## TASK INSTRUCTIONS
Lines before the one with "cap, then give the position of each instance." are left out; return that line and all that follow it, exactly, through the end of the data.

Image point grounding data
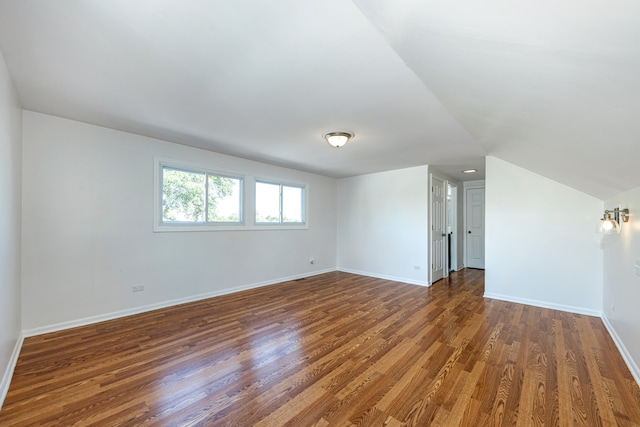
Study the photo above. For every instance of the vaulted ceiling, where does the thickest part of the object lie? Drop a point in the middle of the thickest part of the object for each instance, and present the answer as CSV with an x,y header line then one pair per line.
x,y
553,87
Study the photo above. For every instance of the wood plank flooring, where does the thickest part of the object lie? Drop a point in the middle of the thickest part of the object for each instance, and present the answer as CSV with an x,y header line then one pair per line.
x,y
331,350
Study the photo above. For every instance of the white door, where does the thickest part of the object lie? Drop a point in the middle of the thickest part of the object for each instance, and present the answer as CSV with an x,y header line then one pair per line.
x,y
475,227
452,227
437,229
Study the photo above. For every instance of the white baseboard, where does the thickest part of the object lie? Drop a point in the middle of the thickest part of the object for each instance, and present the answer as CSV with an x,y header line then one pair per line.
x,y
382,276
631,364
545,304
8,373
137,310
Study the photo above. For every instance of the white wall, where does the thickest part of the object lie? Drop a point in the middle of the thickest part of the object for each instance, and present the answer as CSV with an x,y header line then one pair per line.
x,y
10,227
622,281
382,225
541,246
88,228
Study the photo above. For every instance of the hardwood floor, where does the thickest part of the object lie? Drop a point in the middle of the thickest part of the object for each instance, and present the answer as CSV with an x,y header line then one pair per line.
x,y
332,350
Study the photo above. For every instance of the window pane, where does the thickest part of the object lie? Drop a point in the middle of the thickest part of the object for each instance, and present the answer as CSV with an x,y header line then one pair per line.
x,y
267,202
292,204
182,196
224,199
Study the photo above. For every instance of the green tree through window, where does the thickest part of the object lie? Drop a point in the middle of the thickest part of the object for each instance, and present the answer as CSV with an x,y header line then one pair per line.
x,y
191,196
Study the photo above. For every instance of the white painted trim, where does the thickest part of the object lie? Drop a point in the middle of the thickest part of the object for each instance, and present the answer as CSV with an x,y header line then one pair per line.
x,y
8,373
545,304
631,364
137,310
381,276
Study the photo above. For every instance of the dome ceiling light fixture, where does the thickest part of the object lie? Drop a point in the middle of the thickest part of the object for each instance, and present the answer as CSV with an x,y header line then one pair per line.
x,y
339,138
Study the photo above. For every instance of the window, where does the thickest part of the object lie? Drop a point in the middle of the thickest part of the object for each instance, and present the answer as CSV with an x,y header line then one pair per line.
x,y
200,197
279,203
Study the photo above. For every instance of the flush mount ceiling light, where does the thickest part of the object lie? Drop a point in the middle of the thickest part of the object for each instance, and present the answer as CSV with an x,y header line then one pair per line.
x,y
611,225
338,139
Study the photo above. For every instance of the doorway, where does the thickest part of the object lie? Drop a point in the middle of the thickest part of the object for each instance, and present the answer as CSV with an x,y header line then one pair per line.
x,y
474,225
438,230
452,227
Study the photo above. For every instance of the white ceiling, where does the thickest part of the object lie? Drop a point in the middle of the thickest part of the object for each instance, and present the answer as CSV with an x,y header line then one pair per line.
x,y
543,85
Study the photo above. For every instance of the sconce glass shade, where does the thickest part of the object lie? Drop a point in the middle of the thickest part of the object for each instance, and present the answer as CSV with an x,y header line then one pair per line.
x,y
338,139
608,225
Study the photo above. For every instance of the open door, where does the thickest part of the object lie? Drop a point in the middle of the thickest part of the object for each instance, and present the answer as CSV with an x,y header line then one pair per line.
x,y
438,231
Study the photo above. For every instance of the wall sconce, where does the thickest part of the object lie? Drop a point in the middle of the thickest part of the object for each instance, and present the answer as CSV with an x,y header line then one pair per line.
x,y
338,139
611,225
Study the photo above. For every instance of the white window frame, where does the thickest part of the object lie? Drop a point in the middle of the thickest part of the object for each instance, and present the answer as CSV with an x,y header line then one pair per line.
x,y
283,225
248,209
160,226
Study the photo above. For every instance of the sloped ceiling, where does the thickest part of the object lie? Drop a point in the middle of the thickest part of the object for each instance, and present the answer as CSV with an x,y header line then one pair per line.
x,y
552,87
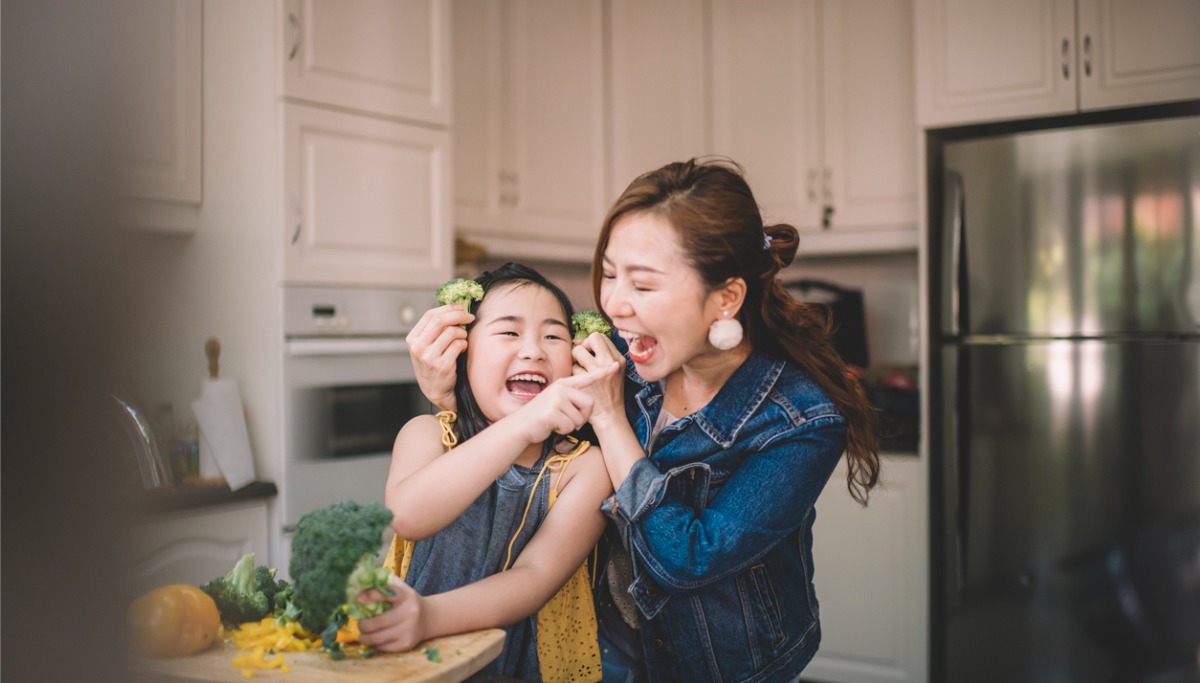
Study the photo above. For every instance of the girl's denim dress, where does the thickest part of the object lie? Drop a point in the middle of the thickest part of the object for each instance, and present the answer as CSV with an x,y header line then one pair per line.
x,y
719,525
474,546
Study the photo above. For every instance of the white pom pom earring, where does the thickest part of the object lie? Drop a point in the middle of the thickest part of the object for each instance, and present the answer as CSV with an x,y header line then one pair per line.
x,y
725,333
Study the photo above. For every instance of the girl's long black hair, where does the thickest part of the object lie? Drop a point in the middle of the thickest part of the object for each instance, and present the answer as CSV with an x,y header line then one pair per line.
x,y
471,418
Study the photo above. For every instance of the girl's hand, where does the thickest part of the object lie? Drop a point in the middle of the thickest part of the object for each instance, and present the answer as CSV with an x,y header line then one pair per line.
x,y
562,407
399,629
435,343
607,396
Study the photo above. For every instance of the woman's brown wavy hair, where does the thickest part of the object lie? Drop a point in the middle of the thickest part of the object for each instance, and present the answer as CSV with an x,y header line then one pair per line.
x,y
711,207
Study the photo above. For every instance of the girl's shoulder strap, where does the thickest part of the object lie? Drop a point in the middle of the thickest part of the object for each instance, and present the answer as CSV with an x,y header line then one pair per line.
x,y
449,436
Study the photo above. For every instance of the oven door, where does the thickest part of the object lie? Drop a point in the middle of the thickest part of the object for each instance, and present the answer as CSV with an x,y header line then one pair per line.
x,y
345,400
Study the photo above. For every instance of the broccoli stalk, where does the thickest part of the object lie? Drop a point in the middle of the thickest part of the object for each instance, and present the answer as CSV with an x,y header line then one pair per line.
x,y
245,594
461,292
327,549
587,322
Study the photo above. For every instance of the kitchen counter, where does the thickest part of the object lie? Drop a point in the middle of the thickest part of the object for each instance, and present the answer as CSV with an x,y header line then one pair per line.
x,y
187,497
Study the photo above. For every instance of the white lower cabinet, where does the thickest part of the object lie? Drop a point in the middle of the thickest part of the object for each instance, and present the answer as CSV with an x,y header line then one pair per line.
x,y
196,545
870,575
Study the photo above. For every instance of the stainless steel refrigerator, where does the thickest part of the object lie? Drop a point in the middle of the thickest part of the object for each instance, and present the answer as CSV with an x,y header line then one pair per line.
x,y
1066,378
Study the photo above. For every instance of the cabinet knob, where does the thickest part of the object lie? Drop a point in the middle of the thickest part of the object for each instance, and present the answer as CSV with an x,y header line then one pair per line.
x,y
295,35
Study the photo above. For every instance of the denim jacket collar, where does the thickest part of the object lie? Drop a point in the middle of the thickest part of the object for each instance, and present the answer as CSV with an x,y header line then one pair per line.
x,y
725,415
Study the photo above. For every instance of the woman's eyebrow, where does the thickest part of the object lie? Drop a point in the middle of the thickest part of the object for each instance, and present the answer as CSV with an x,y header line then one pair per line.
x,y
635,267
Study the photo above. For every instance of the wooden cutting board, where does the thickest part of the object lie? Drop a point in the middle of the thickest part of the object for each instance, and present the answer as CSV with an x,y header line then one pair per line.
x,y
461,655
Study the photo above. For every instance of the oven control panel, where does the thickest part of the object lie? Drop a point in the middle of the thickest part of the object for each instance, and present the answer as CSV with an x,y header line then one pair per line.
x,y
333,311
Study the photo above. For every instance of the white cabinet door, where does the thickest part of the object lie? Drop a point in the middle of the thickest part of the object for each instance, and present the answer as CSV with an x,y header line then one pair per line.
x,y
541,192
197,546
815,100
983,60
157,107
870,573
660,90
870,118
1138,53
384,57
366,201
767,102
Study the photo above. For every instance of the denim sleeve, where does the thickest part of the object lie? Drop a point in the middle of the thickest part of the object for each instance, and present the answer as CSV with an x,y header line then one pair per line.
x,y
763,502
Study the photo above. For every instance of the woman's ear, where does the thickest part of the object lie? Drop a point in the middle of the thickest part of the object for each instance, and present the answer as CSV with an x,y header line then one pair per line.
x,y
730,295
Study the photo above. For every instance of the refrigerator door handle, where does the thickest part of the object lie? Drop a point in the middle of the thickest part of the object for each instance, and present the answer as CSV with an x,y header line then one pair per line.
x,y
954,287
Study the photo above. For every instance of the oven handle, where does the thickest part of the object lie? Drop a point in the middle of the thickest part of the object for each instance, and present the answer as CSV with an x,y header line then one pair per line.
x,y
346,347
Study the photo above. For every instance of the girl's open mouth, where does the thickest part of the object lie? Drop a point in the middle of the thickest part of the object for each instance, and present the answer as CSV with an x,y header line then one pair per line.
x,y
526,385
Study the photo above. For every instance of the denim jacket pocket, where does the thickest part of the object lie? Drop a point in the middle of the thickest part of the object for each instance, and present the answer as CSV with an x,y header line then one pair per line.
x,y
648,595
768,604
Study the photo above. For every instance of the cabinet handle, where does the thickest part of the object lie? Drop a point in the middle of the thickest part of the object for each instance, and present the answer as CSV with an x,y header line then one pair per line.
x,y
1087,55
295,207
295,35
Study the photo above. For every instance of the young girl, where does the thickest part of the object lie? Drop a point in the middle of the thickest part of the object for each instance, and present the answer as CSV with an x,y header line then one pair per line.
x,y
502,508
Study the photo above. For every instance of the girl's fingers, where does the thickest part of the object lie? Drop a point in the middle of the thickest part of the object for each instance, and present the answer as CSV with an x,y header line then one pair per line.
x,y
591,377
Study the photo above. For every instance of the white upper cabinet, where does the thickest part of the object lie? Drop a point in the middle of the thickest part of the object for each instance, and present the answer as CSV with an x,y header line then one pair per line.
x,y
1138,53
979,60
366,199
157,109
816,100
529,159
383,57
660,91
366,142
767,103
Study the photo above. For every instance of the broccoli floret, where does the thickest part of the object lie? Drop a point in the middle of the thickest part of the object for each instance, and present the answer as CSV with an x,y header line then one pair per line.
x,y
367,574
285,607
461,292
328,545
240,594
587,322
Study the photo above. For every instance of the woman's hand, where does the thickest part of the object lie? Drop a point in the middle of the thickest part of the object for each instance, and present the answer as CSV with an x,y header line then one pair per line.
x,y
435,343
399,629
607,396
562,407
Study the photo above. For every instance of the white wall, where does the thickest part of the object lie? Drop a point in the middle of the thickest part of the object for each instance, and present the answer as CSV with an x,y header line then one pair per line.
x,y
222,280
891,299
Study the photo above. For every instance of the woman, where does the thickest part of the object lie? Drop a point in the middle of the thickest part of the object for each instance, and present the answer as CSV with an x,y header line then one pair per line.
x,y
737,412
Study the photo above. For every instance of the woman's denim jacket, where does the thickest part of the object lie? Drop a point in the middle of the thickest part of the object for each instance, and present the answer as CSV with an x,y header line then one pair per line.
x,y
719,525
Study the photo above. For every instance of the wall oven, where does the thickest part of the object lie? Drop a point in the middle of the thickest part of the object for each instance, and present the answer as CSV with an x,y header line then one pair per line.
x,y
348,388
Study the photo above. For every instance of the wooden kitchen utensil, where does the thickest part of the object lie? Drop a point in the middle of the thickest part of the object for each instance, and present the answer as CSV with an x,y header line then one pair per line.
x,y
461,655
213,351
225,439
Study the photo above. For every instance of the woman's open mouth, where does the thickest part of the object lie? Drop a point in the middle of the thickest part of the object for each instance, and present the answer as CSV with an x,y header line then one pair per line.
x,y
526,385
641,347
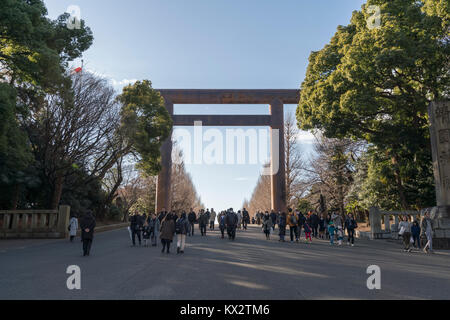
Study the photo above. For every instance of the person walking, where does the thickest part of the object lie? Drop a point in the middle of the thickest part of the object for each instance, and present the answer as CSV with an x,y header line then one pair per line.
x,y
87,225
167,232
351,225
245,218
282,226
192,217
322,226
212,219
405,231
73,227
301,221
331,230
273,217
314,224
136,226
293,225
203,222
267,226
415,233
231,222
181,229
146,233
427,231
154,226
337,221
308,230
222,226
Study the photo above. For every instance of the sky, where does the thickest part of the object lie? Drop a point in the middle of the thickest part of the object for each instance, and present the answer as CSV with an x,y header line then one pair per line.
x,y
210,44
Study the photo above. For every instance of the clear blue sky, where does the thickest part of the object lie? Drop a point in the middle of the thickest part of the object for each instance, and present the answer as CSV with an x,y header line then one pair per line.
x,y
248,44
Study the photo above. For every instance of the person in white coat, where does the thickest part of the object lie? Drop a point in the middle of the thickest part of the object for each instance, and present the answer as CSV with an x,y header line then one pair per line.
x,y
73,227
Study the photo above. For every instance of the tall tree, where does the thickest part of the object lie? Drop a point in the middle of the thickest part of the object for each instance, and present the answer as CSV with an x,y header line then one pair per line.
x,y
145,123
376,83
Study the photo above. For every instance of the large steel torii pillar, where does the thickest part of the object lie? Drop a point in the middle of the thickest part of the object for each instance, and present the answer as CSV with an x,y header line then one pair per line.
x,y
275,98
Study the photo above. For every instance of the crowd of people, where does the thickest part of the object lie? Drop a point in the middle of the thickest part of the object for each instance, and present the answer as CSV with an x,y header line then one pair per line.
x,y
164,227
313,225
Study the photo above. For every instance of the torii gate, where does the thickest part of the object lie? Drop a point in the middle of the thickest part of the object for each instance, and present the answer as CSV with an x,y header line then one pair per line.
x,y
275,98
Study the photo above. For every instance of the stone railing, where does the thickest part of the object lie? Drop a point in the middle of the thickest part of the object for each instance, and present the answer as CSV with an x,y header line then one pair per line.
x,y
390,231
34,223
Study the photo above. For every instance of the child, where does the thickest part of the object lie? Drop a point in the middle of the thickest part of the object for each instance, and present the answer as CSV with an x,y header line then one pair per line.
x,y
331,230
307,229
146,232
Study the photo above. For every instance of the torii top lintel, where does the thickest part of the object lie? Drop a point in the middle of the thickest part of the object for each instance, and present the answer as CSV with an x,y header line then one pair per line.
x,y
230,96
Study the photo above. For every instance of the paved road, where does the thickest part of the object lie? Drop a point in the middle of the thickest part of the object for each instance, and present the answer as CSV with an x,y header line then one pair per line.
x,y
212,268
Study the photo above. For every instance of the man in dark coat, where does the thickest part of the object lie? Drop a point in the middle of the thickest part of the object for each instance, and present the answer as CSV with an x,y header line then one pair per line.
x,y
314,224
273,217
245,218
136,226
231,221
191,218
203,221
87,225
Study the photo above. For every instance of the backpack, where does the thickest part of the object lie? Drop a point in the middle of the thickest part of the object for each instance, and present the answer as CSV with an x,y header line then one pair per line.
x,y
294,219
179,226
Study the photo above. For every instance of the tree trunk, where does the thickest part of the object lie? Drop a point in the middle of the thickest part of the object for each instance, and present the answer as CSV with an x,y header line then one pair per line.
x,y
399,182
15,197
57,192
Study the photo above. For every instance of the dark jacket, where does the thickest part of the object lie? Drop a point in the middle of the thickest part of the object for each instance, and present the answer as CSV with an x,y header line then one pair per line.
x,y
203,219
231,220
245,216
192,217
350,224
87,222
184,225
314,220
415,229
167,229
136,222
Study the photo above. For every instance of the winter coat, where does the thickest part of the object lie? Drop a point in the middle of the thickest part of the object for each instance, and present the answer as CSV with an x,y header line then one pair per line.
x,y
136,222
167,229
246,216
415,229
231,220
73,226
212,218
350,224
337,220
267,224
203,219
185,226
192,217
307,228
423,225
87,222
155,226
292,216
314,220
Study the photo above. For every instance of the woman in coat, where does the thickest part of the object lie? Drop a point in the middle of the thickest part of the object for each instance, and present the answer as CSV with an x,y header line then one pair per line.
x,y
267,225
154,225
282,226
167,232
73,227
87,225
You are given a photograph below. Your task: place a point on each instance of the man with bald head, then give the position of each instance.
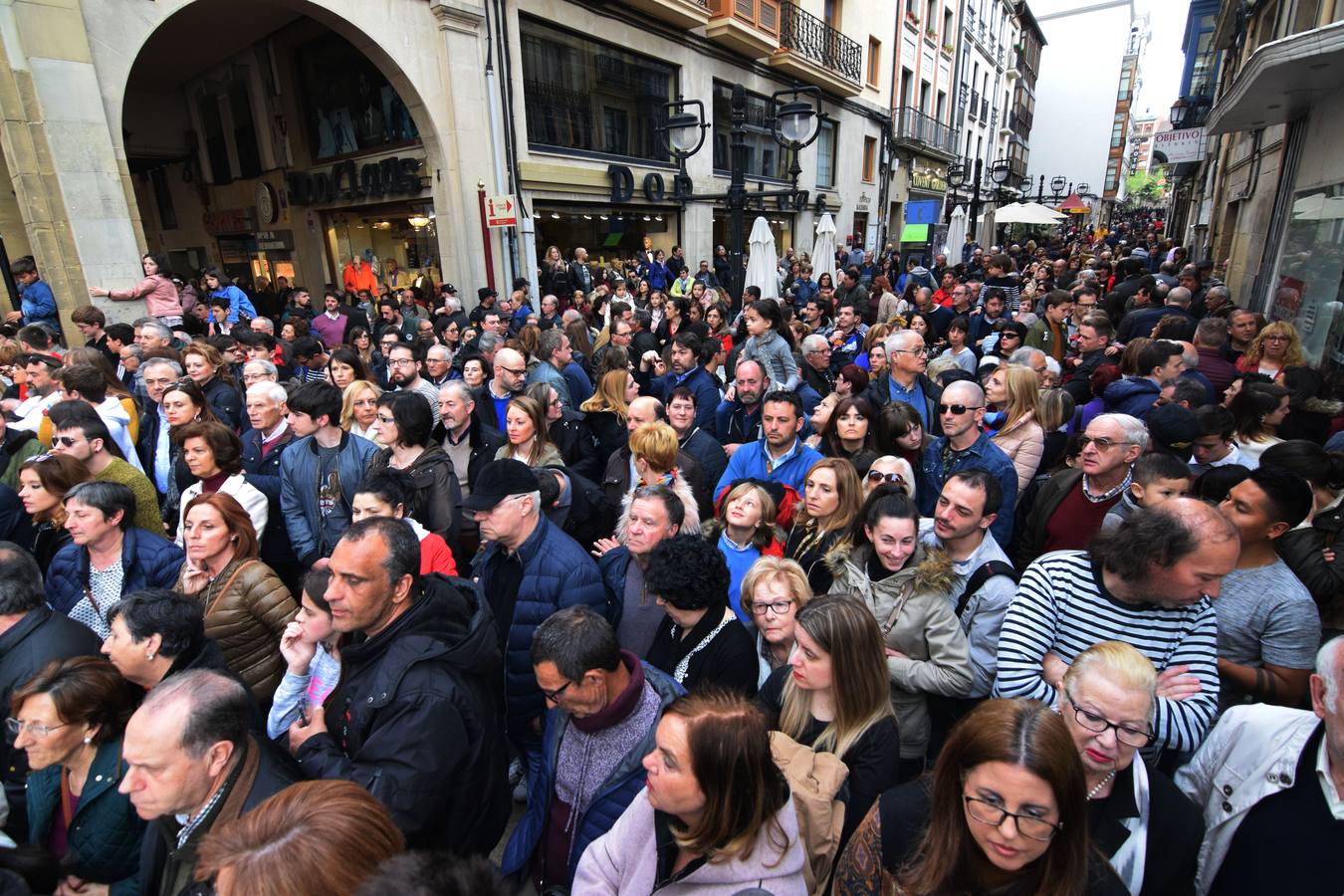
(1151, 583)
(508, 381)
(965, 446)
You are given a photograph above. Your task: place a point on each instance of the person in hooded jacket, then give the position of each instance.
(415, 718)
(406, 423)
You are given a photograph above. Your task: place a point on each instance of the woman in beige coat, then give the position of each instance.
(1013, 389)
(246, 603)
(906, 585)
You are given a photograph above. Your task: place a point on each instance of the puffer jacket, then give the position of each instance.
(1301, 551)
(916, 614)
(607, 803)
(1133, 395)
(1023, 442)
(105, 831)
(148, 560)
(246, 611)
(415, 720)
(437, 491)
(557, 573)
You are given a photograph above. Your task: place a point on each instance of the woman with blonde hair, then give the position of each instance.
(609, 407)
(744, 528)
(312, 837)
(527, 435)
(833, 499)
(653, 449)
(1013, 391)
(359, 408)
(773, 591)
(1277, 348)
(714, 818)
(833, 697)
(1139, 818)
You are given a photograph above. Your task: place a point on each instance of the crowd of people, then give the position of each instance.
(1007, 575)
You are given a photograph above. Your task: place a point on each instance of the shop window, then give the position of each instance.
(765, 157)
(348, 105)
(826, 154)
(1309, 280)
(586, 96)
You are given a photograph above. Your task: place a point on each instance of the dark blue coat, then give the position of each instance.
(105, 831)
(557, 572)
(610, 799)
(148, 560)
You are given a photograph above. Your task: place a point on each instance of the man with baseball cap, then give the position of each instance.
(529, 569)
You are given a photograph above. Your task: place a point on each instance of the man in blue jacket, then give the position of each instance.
(319, 472)
(530, 568)
(780, 456)
(605, 706)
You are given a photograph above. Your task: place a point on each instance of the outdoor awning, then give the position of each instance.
(1282, 81)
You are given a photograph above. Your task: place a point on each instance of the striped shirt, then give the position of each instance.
(1062, 607)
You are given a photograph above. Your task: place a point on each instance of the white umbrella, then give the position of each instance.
(956, 233)
(761, 266)
(824, 249)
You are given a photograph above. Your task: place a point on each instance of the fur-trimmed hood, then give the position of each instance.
(930, 568)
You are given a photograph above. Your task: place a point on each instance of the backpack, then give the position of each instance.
(816, 780)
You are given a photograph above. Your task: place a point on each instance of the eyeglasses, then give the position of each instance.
(994, 814)
(1126, 735)
(35, 729)
(554, 695)
(779, 607)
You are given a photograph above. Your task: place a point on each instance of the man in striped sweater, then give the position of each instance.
(1149, 583)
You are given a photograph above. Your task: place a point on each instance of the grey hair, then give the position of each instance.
(814, 342)
(1133, 427)
(898, 340)
(218, 708)
(266, 367)
(1329, 666)
(273, 391)
(20, 580)
(460, 387)
(165, 361)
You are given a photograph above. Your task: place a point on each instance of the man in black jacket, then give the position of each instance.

## YOUR RESPONSE
You are given a photograph above. Your task: place a point on each instance of the man with baseball cap, then give the position of each instance.
(529, 569)
You are given a photograph above. Your task: place a point on each instance of the man in blue jacket, then give the position of each instance.
(319, 472)
(530, 568)
(780, 456)
(605, 706)
You are given a photograph above. Your task: place a point on each instance of the outdoor awning, then give the position of each instance.
(1282, 81)
You are given a photograph above. Your task: place a point on each instance of the striped shirt, then give the position of each instance.
(1062, 607)
You are given a photograph above. Your task: place a point on each instance of the white umbrella, then give the position of each instance.
(956, 233)
(761, 266)
(824, 249)
You are given a photograph above. Your task: place a point on each instance of the fur-trimmed hood, then give the position of each instance.
(930, 568)
You are given a photograph above. Your task: place a point on each instance of the backpack, then give the position of each instance.
(816, 780)
You are given a photograph above. Your task: place a point on each instance of the eyeglasses, then give the position of each instance.
(994, 814)
(1126, 735)
(35, 729)
(554, 695)
(779, 607)
You are given a photograph above. Your task: place a point on each instance of the man in striped sweater, then give the position of each instance.
(1149, 583)
You are given a photograph above. Your task: place a point on each instance of the grey hair, then give the position of each instance.
(814, 342)
(1133, 427)
(898, 340)
(218, 708)
(266, 367)
(1329, 666)
(273, 391)
(20, 580)
(460, 387)
(165, 361)
You are given a photograph above. Your task: place a point on each instance of the man in black jacket, then give the position of each instance.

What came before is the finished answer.